**Assigned task:**
Count the lines in the records below that contain the string "clicks", treating uppercase and lowercase as different. Give only the number.

[[ Provided records open ]]

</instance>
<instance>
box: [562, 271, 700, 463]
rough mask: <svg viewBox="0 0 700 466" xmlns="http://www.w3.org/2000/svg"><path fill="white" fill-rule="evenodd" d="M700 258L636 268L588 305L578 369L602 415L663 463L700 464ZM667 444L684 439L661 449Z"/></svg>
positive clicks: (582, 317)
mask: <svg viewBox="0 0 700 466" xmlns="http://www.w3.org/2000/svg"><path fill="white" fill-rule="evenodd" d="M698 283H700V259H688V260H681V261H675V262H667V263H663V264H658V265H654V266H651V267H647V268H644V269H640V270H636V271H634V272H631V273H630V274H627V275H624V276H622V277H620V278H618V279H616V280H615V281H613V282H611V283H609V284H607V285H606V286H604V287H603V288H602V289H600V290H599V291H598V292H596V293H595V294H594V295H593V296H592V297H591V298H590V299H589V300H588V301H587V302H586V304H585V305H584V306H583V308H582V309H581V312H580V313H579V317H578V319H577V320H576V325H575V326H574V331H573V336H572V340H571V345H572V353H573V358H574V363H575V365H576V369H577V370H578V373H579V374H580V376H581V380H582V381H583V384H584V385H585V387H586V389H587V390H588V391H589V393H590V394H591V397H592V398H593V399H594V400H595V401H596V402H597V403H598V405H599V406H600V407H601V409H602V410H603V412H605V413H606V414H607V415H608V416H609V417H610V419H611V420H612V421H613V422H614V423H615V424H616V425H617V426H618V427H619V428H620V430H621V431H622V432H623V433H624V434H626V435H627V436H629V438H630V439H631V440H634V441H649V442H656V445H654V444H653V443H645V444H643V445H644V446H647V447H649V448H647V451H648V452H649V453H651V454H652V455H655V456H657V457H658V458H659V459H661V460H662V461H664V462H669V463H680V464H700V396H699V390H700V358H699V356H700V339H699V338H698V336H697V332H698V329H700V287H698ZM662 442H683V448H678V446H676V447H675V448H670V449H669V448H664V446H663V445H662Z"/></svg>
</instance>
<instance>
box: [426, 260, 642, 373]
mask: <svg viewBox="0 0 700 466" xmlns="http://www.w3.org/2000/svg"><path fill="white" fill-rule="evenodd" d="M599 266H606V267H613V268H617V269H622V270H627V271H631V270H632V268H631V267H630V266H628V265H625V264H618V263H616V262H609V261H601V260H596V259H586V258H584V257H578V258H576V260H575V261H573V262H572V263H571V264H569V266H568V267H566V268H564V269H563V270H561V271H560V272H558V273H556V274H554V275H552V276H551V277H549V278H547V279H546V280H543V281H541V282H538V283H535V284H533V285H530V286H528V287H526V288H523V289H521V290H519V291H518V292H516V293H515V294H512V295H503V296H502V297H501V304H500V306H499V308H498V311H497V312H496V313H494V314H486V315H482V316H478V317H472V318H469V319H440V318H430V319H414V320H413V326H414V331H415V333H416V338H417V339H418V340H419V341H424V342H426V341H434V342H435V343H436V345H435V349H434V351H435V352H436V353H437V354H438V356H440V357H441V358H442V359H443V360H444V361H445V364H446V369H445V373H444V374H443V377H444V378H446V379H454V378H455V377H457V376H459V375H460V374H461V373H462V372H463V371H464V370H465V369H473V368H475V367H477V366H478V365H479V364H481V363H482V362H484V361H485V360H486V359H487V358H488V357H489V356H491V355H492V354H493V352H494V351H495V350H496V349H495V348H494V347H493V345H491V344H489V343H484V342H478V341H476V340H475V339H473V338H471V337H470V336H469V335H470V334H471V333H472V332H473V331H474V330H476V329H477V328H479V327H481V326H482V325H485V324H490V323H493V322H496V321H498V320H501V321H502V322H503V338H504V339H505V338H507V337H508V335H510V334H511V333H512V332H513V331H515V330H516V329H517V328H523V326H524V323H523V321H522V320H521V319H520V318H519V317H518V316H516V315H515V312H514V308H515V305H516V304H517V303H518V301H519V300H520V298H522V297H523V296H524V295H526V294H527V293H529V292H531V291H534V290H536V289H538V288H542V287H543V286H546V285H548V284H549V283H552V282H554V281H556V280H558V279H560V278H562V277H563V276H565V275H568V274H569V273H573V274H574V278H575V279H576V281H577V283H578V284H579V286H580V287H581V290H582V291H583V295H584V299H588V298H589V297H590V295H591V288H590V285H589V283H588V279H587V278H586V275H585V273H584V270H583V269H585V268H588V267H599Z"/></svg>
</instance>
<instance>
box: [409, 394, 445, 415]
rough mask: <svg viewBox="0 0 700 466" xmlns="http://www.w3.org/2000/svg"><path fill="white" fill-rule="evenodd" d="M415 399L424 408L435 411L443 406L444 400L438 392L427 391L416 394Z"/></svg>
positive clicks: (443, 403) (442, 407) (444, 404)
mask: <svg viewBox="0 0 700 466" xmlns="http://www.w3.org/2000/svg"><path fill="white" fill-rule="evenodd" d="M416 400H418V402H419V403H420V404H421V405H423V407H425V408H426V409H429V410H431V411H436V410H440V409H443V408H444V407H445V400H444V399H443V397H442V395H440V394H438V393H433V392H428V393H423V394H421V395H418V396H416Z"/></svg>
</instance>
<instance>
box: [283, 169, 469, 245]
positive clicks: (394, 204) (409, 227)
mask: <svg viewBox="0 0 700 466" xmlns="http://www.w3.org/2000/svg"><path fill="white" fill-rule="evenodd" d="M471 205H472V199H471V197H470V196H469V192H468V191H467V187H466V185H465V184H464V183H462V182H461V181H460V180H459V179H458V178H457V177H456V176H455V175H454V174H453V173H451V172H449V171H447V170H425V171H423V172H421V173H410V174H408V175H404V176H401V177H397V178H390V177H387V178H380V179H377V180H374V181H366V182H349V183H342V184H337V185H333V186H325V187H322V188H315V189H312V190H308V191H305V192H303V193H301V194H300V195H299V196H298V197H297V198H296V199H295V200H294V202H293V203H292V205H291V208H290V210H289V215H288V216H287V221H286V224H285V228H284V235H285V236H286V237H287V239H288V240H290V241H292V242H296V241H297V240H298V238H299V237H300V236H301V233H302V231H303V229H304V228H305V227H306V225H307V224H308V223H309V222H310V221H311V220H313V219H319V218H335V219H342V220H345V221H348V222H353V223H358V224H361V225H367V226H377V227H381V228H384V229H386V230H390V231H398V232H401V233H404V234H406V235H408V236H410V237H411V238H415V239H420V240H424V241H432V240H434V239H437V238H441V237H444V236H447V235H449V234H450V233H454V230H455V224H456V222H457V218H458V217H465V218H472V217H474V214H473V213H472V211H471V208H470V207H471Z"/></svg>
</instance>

[[ Provided records closed ]]

**Answer to this exercise:**
3